[Data excerpts]
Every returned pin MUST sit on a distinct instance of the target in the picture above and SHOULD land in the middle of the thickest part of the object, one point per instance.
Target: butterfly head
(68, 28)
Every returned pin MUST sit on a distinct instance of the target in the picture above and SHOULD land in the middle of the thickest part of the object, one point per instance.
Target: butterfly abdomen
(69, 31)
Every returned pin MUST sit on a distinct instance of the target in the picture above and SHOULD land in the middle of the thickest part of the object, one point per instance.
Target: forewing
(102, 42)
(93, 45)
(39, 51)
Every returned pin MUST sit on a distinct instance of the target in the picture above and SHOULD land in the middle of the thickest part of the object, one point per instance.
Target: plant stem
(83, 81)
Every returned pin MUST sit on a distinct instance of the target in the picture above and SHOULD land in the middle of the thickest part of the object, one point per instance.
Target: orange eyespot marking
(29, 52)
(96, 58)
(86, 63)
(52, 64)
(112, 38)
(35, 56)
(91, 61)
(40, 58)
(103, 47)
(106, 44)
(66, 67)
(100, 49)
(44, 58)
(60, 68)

WHAT THE TASK REQUIRES: Repeat the entries above verbatim.

TASK RESULT:
Every returned pin MUST sit on a distinct instance of the target in the picture above and SHOULD land in the middle of the thickest part of the object, one point per instance.
Target: butterfly head
(68, 28)
Every returned pin MUST sit on a distinct instance of the target in the picture above and SHOULD land in the middle of the thickest part of the object, one point per instance.
Target: butterfly abdomen
(69, 31)
Every returned pin MUST sit on a distinct instance of the target in the picture above and SHOULD land in the middle of the thickest part of the object, one point per instance.
Target: forewing
(102, 42)
(93, 45)
(39, 51)
Every returned pin MUST sit on a distinct instance of the target in the picture above and SHOULD land in the middle of the thickest part of the object, one point per instance.
Target: plant stem
(83, 81)
Every returned pin MUST sit on a distinct instance of the target in the picture above and SHOULD land in the middle of the thickest part of the object, one point per instance.
Target: orange eyespot marking
(29, 52)
(96, 58)
(86, 63)
(52, 64)
(112, 38)
(35, 56)
(91, 61)
(40, 58)
(103, 47)
(106, 44)
(66, 67)
(100, 49)
(44, 58)
(60, 68)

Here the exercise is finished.